◆ **Task item**
The answer must be an exact copy of the records, with every picture left out.

◆ **Supplied records**
========================

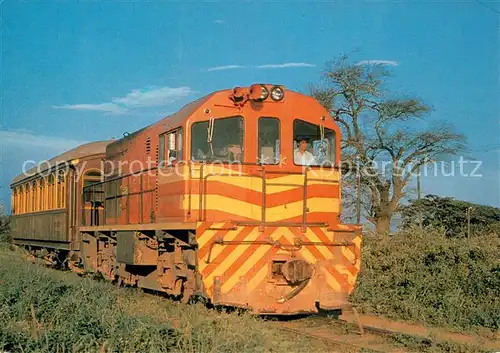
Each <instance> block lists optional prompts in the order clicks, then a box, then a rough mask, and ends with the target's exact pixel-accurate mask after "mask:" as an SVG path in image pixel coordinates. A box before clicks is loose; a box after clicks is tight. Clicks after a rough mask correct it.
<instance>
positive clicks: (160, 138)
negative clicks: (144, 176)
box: [158, 128, 183, 167]
mask: <svg viewBox="0 0 500 353" xmlns="http://www.w3.org/2000/svg"><path fill="white" fill-rule="evenodd" d="M182 145H183V134H182V128H178V129H176V130H173V131H169V132H167V133H165V134H163V135H160V141H159V146H158V150H159V156H158V165H159V166H160V167H167V166H170V165H172V164H173V163H178V162H180V161H182V160H183V148H182Z"/></svg>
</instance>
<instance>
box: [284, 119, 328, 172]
mask: <svg viewBox="0 0 500 353" xmlns="http://www.w3.org/2000/svg"><path fill="white" fill-rule="evenodd" d="M321 130H322V127H321V126H320V125H316V124H311V123H309V122H307V121H304V120H300V119H296V120H295V121H294V122H293V144H294V145H293V153H294V163H295V164H297V165H309V166H332V165H334V164H335V161H336V156H335V144H336V137H335V131H333V130H331V129H328V128H324V129H323V133H321Z"/></svg>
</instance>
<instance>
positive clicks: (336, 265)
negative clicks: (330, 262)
mask: <svg viewBox="0 0 500 353" xmlns="http://www.w3.org/2000/svg"><path fill="white" fill-rule="evenodd" d="M333 267H334V268H335V270H337V272H338V273H340V274H341V275H346V276H347V283H349V284H350V285H351V286H353V285H354V282H355V277H354V276H353V275H352V274H351V272H349V271H348V270H347V269H346V268H345V266H344V265H342V264H337V265H334V266H333Z"/></svg>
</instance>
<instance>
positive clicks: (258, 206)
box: [161, 195, 339, 222]
mask: <svg viewBox="0 0 500 353" xmlns="http://www.w3.org/2000/svg"><path fill="white" fill-rule="evenodd" d="M171 198H172V200H174V199H175V200H178V196H174V197H162V198H161V200H162V202H168V201H169V199H171ZM181 203H182V207H183V209H185V210H187V209H188V208H189V200H188V199H187V198H184V200H181ZM191 204H192V205H196V206H197V205H198V204H199V195H193V196H192V198H191ZM224 206H225V207H224ZM303 206H304V205H303V202H302V201H296V202H292V203H289V204H286V208H285V206H284V205H279V206H275V207H267V208H266V221H268V222H275V221H279V220H282V219H283V218H285V217H286V218H291V217H297V216H300V215H302V212H303ZM307 207H308V208H309V212H314V211H326V210H328V211H329V212H339V200H338V199H332V198H326V197H312V198H309V199H307ZM203 209H204V210H208V211H209V210H220V211H225V212H228V213H231V214H234V215H237V216H241V217H246V218H251V219H254V220H260V218H261V210H262V207H261V206H259V205H254V204H251V203H249V202H245V201H241V200H235V199H232V198H230V197H226V196H219V195H206V197H205V198H204V203H203Z"/></svg>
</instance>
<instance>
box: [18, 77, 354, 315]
mask: <svg viewBox="0 0 500 353" xmlns="http://www.w3.org/2000/svg"><path fill="white" fill-rule="evenodd" d="M99 146H100V147H102V143H101V145H99ZM97 149H98V148H97ZM77 150H78V149H77ZM94 152H95V151H94ZM70 162H71V163H66V164H69V165H70V166H71V168H69V169H68V170H69V175H70V177H68V178H69V179H70V180H72V183H73V184H74V185H72V186H71V190H73V191H72V192H73V193H72V194H71V195H69V196H68V197H66V200H69V202H70V203H71V202H73V204H71V205H68V206H67V213H68V215H67V217H66V218H67V219H71V221H70V223H71V222H73V223H71V225H73V226H75V227H74V228H71V227H69V228H68V233H67V235H66V237H65V238H64V239H65V240H64V241H65V242H64V243H58V242H50V241H49V242H46V241H43V240H44V239H48V240H50V239H52V238H51V236H52V235H51V234H49V233H46V234H44V235H43V234H42V235H41V234H40V232H38V234H37V235H36V236H35V235H34V234H35V233H29V227H24V226H22V224H23V222H24V219H25V217H26V214H19V215H17V212H16V211H17V209H18V207H23V205H21V206H19V205H17V204H16V203H15V202H16V200H23V197H24V196H22V195H21V197H19V196H16V195H19V191H18V190H17V189H18V188H19V186H20V185H22V184H23V179H22V177H18V178H17V179H16V180H15V182H14V183H13V185H12V187H13V189H14V196H13V200H14V206H13V209H14V242H16V243H17V244H20V245H24V246H28V247H29V249H30V250H32V251H40V249H43V252H44V254H45V256H49V258H50V259H54V258H57V259H61V258H66V259H68V265H69V266H70V267H71V268H72V269H74V270H75V271H81V272H83V271H85V272H100V273H102V274H103V275H104V276H105V277H107V278H109V279H110V280H113V281H118V282H119V283H124V284H129V285H134V286H138V287H141V288H148V289H153V290H157V291H162V292H166V293H168V294H170V295H172V296H175V297H178V298H180V299H181V300H183V301H188V300H189V299H190V298H192V297H193V296H201V297H204V298H206V299H207V300H208V301H209V302H211V303H212V304H214V305H227V306H235V307H241V308H247V309H250V310H251V311H253V312H255V313H263V314H264V313H266V314H294V313H310V312H316V311H318V310H319V309H324V310H331V309H339V308H342V307H343V306H344V305H345V304H346V299H347V296H348V294H349V293H350V292H351V291H352V290H353V288H354V285H355V282H356V277H357V274H358V272H359V268H360V246H361V228H360V226H358V225H344V224H341V223H340V220H339V218H340V217H339V215H340V212H341V209H340V207H341V206H340V205H341V202H340V197H341V195H340V169H339V167H338V166H339V164H340V129H339V127H338V126H337V125H336V124H335V122H334V120H333V119H332V118H331V117H330V116H329V115H328V112H327V111H326V110H325V109H324V108H323V107H322V106H321V104H320V103H319V102H317V101H316V100H315V99H313V98H311V97H309V96H306V95H303V94H300V93H297V92H293V91H290V90H286V89H285V88H284V87H283V86H273V85H260V84H256V85H252V86H251V87H248V88H235V89H233V90H223V91H218V92H214V93H211V94H209V95H207V96H205V97H203V98H201V99H199V100H197V101H194V102H192V103H190V104H188V105H187V106H185V107H184V108H183V109H181V110H180V111H179V112H177V113H175V114H173V115H171V116H168V117H166V118H164V119H162V120H160V121H158V122H157V123H155V124H152V125H150V126H148V127H146V128H144V129H142V130H140V131H138V132H135V133H133V134H130V135H127V136H125V137H124V138H122V139H120V140H117V141H113V142H110V143H109V144H107V147H106V153H105V158H103V162H104V163H102V167H101V170H99V171H98V173H97V175H101V179H102V181H99V180H96V179H92V180H90V179H89V177H88V175H89V172H90V171H92V173H93V174H92V175H96V168H95V166H91V167H89V165H88V164H86V163H84V162H82V158H80V160H79V161H76V162H75V161H74V160H71V161H70ZM56 169H57V168H56ZM71 173H72V174H71ZM71 175H78V176H81V177H80V178H75V177H74V176H71ZM80 190H81V192H79V191H80ZM21 192H22V191H21ZM24 199H25V197H24ZM21 204H22V202H21ZM42 213H43V212H42ZM69 213H74V216H70V215H69ZM29 215H31V217H35V218H36V214H33V213H30V214H28V216H29ZM77 224H78V225H77ZM44 237H45V238H44ZM61 244H63V245H64V246H61ZM56 255H57V256H56Z"/></svg>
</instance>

========================

◆ **Solution for this problem**
Each <instance> block lists optional prompts in the order clicks, then a box, then a rough mask, and ends with the target's exact pixel-accurate mask after "mask:" as an SVG path in image pixel coordinates. A box before clicks is loose; a box after clicks is tight. Clicks after a rough mask correct it.
<instance>
positive clicks: (160, 138)
negative clicks: (144, 176)
box: [158, 128, 183, 167]
mask: <svg viewBox="0 0 500 353" xmlns="http://www.w3.org/2000/svg"><path fill="white" fill-rule="evenodd" d="M182 145H183V134H182V128H178V129H176V130H173V131H169V132H167V133H165V134H163V135H160V141H159V146H158V150H159V156H158V165H159V166H160V167H167V166H170V165H172V164H173V163H178V162H180V161H182V160H183V148H182Z"/></svg>
</instance>
<instance>
box: [284, 119, 328, 172]
mask: <svg viewBox="0 0 500 353" xmlns="http://www.w3.org/2000/svg"><path fill="white" fill-rule="evenodd" d="M321 130H322V127H321V126H320V125H316V124H311V123H309V122H307V121H304V120H300V119H296V120H295V121H294V122H293V144H294V145H293V153H294V163H295V164H297V165H309V166H332V165H334V164H335V161H336V156H335V144H336V137H335V131H333V130H331V129H328V128H324V129H323V133H321Z"/></svg>
</instance>
<instance>
positive clicks: (336, 265)
negative clicks: (330, 262)
mask: <svg viewBox="0 0 500 353" xmlns="http://www.w3.org/2000/svg"><path fill="white" fill-rule="evenodd" d="M333 267H334V268H335V270H337V272H338V273H340V274H341V275H346V276H347V283H349V284H350V285H351V286H353V285H354V282H355V277H354V276H353V275H352V274H351V272H349V271H348V270H347V269H346V268H345V266H344V265H342V264H337V265H334V266H333Z"/></svg>
</instance>
<instance>
positive clicks: (258, 206)
box: [161, 195, 339, 222]
mask: <svg viewBox="0 0 500 353" xmlns="http://www.w3.org/2000/svg"><path fill="white" fill-rule="evenodd" d="M171 198H172V200H174V199H175V200H178V196H174V197H162V198H161V200H162V202H168V201H169V199H171ZM181 203H182V207H183V209H185V210H187V209H188V208H189V200H188V199H187V198H184V200H181ZM191 204H192V205H196V206H197V205H198V204H199V195H193V196H192V198H191ZM224 206H225V207H224ZM303 206H304V205H303V202H302V201H296V202H292V203H289V204H286V208H285V206H284V205H279V206H275V207H267V208H266V221H268V222H275V221H279V220H282V219H283V218H285V217H286V218H291V217H297V216H300V215H302V212H303ZM307 207H308V208H309V212H314V211H326V210H328V211H329V212H339V200H338V199H332V198H326V197H312V198H309V199H307ZM203 209H204V210H208V211H209V210H220V211H225V212H228V213H231V214H234V215H237V216H241V217H246V218H251V219H254V220H260V218H261V210H262V207H261V206H259V205H254V204H251V203H249V202H245V201H241V200H235V199H232V198H230V197H226V196H219V195H206V197H205V198H204V203H203Z"/></svg>
</instance>
<instance>
box: [18, 77, 354, 315]
mask: <svg viewBox="0 0 500 353" xmlns="http://www.w3.org/2000/svg"><path fill="white" fill-rule="evenodd" d="M99 146H100V147H102V143H101V145H99ZM97 149H98V148H97ZM77 150H78V149H77ZM94 152H95V151H94ZM70 162H71V163H66V164H69V165H70V166H71V168H69V169H68V170H69V175H70V177H68V178H69V179H70V180H72V183H73V184H74V185H72V186H71V190H73V191H72V192H73V193H72V194H71V195H69V196H68V197H66V200H69V202H70V203H71V202H73V204H71V205H68V206H67V213H68V215H67V217H66V218H67V219H71V221H70V223H71V222H73V223H71V225H73V226H75V227H74V228H71V227H69V228H68V233H67V235H66V237H65V238H64V239H65V240H64V241H65V242H64V243H58V242H50V241H49V242H46V241H43V240H44V239H48V240H50V239H52V238H51V236H52V235H51V234H49V233H46V234H44V235H43V234H42V235H41V234H40V232H38V234H37V235H36V236H35V235H34V234H35V233H29V227H24V226H22V224H23V222H24V219H25V217H26V214H19V215H17V212H16V211H17V209H18V207H23V205H21V206H19V205H17V204H16V203H15V202H16V200H23V197H24V196H22V195H21V197H19V196H16V195H19V191H18V190H17V189H18V188H19V186H20V185H22V184H23V179H22V177H18V178H17V179H16V180H15V182H14V183H13V185H12V187H13V189H14V196H13V200H14V206H13V209H14V242H16V243H17V244H20V245H24V246H28V247H29V249H30V250H32V251H40V249H43V252H44V254H45V256H49V258H50V259H54V258H57V259H61V258H66V259H68V265H69V266H70V267H71V268H72V269H74V270H75V271H81V272H83V271H85V272H100V273H102V274H103V275H104V276H105V277H107V278H109V279H110V280H113V281H118V282H119V283H124V284H129V285H134V286H138V287H141V288H148V289H153V290H157V291H162V292H166V293H168V294H170V295H172V296H175V297H178V298H180V299H181V300H183V301H188V300H189V299H190V298H192V297H193V296H201V297H204V298H206V299H207V300H208V301H209V302H211V303H212V304H214V305H227V306H235V307H241V308H247V309H250V310H251V311H253V312H255V313H263V314H264V313H266V314H294V313H310V312H316V311H318V310H319V309H324V310H331V309H339V308H342V307H343V306H344V305H345V304H346V299H347V296H348V294H349V293H350V292H351V291H352V290H353V288H354V285H355V282H356V277H357V274H358V272H359V268H360V246H361V228H360V226H358V225H344V224H341V223H340V220H339V218H340V217H339V215H340V212H341V209H340V207H341V206H340V205H341V202H340V197H341V195H340V169H339V167H338V166H339V164H340V129H339V127H338V126H337V125H336V124H335V122H334V120H333V119H332V118H331V117H330V116H329V115H328V112H327V111H326V110H325V109H324V108H323V107H322V106H321V104H320V103H319V102H317V101H316V100H315V99H313V98H311V97H309V96H306V95H303V94H300V93H297V92H293V91H290V90H286V89H285V88H284V87H283V86H273V85H260V84H256V85H252V86H251V87H248V88H235V89H233V90H223V91H218V92H214V93H211V94H209V95H207V96H205V97H203V98H201V99H199V100H197V101H194V102H192V103H190V104H188V105H187V106H185V107H184V108H183V109H181V110H180V111H179V112H177V113H175V114H173V115H171V116H168V117H166V118H164V119H162V120H160V121H158V122H157V123H155V124H152V125H150V126H148V127H146V128H144V129H142V130H140V131H138V132H135V133H133V134H130V135H127V136H125V137H124V138H122V139H120V140H117V141H113V142H110V143H109V144H107V147H106V153H105V158H103V162H104V163H102V167H101V170H99V171H98V173H97V175H101V179H102V181H99V180H96V179H92V180H90V179H89V177H88V175H89V172H90V171H92V173H93V174H92V175H96V168H95V166H91V167H89V165H88V164H86V163H84V162H82V158H80V160H79V161H76V162H75V161H74V160H71V161H70ZM56 169H57V168H56ZM71 173H72V174H71ZM71 175H78V176H81V177H80V178H75V177H74V176H71ZM80 190H81V192H79V191H80ZM21 192H22V191H21ZM24 199H25V197H24ZM21 204H22V202H21ZM42 213H43V212H42ZM69 213H74V216H70V215H69ZM29 215H31V217H35V218H36V214H33V213H30V214H28V216H29ZM77 224H78V225H77ZM44 237H45V238H44ZM61 244H63V245H64V246H61ZM56 255H57V256H56Z"/></svg>
</instance>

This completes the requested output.